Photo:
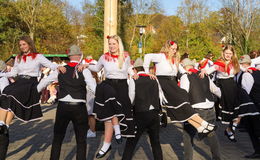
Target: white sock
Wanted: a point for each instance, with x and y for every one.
(202, 129)
(207, 125)
(117, 131)
(104, 147)
(234, 126)
(2, 123)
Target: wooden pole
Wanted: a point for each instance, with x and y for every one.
(110, 20)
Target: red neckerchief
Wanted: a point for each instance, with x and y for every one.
(72, 64)
(33, 55)
(253, 68)
(168, 57)
(193, 70)
(88, 60)
(222, 65)
(110, 57)
(203, 64)
(144, 75)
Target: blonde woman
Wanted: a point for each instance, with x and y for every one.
(112, 104)
(226, 68)
(178, 105)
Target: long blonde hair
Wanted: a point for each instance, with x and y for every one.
(166, 50)
(121, 57)
(234, 59)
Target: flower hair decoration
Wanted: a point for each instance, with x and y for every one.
(172, 42)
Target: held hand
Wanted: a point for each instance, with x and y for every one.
(135, 76)
(81, 67)
(61, 69)
(249, 70)
(153, 77)
(202, 73)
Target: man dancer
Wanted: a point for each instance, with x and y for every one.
(71, 103)
(201, 99)
(251, 83)
(144, 95)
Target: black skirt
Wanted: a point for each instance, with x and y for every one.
(112, 100)
(22, 99)
(178, 106)
(229, 100)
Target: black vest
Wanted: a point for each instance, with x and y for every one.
(255, 91)
(146, 94)
(72, 86)
(199, 89)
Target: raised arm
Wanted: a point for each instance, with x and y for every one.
(48, 80)
(97, 67)
(150, 57)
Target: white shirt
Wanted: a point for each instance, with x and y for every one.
(3, 83)
(219, 74)
(247, 82)
(185, 84)
(31, 67)
(90, 82)
(256, 62)
(163, 67)
(111, 68)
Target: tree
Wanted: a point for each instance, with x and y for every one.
(239, 20)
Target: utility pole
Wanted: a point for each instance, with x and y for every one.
(110, 20)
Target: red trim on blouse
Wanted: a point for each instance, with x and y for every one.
(33, 55)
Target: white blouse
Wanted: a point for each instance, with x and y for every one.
(31, 67)
(163, 67)
(111, 68)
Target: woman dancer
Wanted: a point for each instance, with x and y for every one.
(178, 106)
(232, 105)
(21, 98)
(112, 103)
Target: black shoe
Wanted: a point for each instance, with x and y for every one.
(3, 130)
(229, 136)
(120, 140)
(253, 156)
(98, 155)
(202, 135)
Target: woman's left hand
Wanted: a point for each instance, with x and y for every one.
(81, 67)
(61, 69)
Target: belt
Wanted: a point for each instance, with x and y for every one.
(203, 109)
(72, 103)
(25, 77)
(115, 80)
(168, 77)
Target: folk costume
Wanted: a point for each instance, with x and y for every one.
(233, 102)
(201, 99)
(71, 105)
(178, 105)
(22, 97)
(250, 82)
(144, 96)
(111, 97)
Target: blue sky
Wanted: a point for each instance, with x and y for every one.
(169, 6)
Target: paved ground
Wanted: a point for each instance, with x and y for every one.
(32, 141)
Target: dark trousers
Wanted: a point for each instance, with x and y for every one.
══════
Leave the pictures out and print the records above exactly as they stand.

• **Written solution**
Photo:
Target: white sock
Wanted: a point for each instance, with x and y for every one.
(202, 129)
(207, 125)
(117, 131)
(104, 147)
(234, 126)
(2, 123)
Target: wooden pole
Wanted: a point for each instance, with x and y for every one.
(110, 20)
Target: red neckerchief
Wanted: a point for each instance, with x and y for every one.
(72, 64)
(33, 55)
(253, 68)
(168, 57)
(193, 70)
(88, 60)
(222, 65)
(110, 57)
(203, 64)
(144, 75)
Target: blonde woman
Wanted: a point for each instance, with x and y for every one.
(112, 104)
(226, 68)
(178, 105)
Target: long blonde hair
Wanted: a point for each instance, with x and y for every one.
(166, 50)
(121, 57)
(234, 59)
Target: flower hair decoration
Wanted: a point for each instance, with x and y for every one.
(172, 42)
Target: held hand
Wanted: a point for each instance, with x and y for every one.
(135, 76)
(81, 67)
(61, 69)
(249, 70)
(153, 77)
(202, 73)
Target: man dancer
Wanted: a point for each instance, with x and y for every one.
(71, 103)
(201, 99)
(251, 83)
(144, 95)
Target: black skirt
Wanted: a point for each instance, with x and y for every one.
(112, 100)
(22, 99)
(178, 106)
(229, 100)
Target: black vest
Wanted: a point for each instance, with x and y for every one.
(255, 91)
(146, 94)
(72, 86)
(199, 89)
Target: raised arm
Wanted: a point for each instance, with x and y for every one.
(48, 80)
(97, 67)
(150, 57)
Target: white shirt
Wanted: a point for each instance, with x and y for every one.
(3, 83)
(219, 74)
(247, 82)
(185, 84)
(31, 67)
(90, 82)
(256, 62)
(163, 67)
(111, 68)
Target: tree
Wanted: a point for each instance, with x and y for every one.
(239, 20)
Target: utility pole
Wanted: a point for each instance, with x and y for every one.
(110, 20)
Target: red trim on blouse
Wanted: a point for each instance, with x and y for every one.
(33, 55)
Target: white blouse
Wanted: a point for each instance, with x and y for every one.
(31, 67)
(163, 67)
(111, 68)
Target: woman dancer
Wanted: a point for each instance, with x and y for every one.
(178, 106)
(232, 105)
(21, 98)
(112, 103)
Target: black shoe
Wanted: a point for each instance, with x and y for every one.
(3, 130)
(229, 136)
(120, 140)
(253, 156)
(98, 155)
(202, 135)
Target: woman's left hand
Wanted: a point for each instance, with x and y for every one.
(81, 67)
(61, 69)
Target: belt
Wanted: a point for each instance, with x and y for every one.
(203, 109)
(72, 103)
(25, 77)
(115, 80)
(168, 77)
Target: folk costume
Wanted: a point for each instance, with x and y for every one.
(233, 102)
(201, 99)
(71, 105)
(178, 105)
(22, 97)
(250, 82)
(144, 96)
(111, 97)
Target: blue sky
Wanted: a point for each instance, with x and y for every one.
(169, 6)
Target: paved ground
Wanted: a point for each instance, with x and y for every one.
(32, 141)
Target: dark trousers
Wanted: a point for each instance, with x and y for every one.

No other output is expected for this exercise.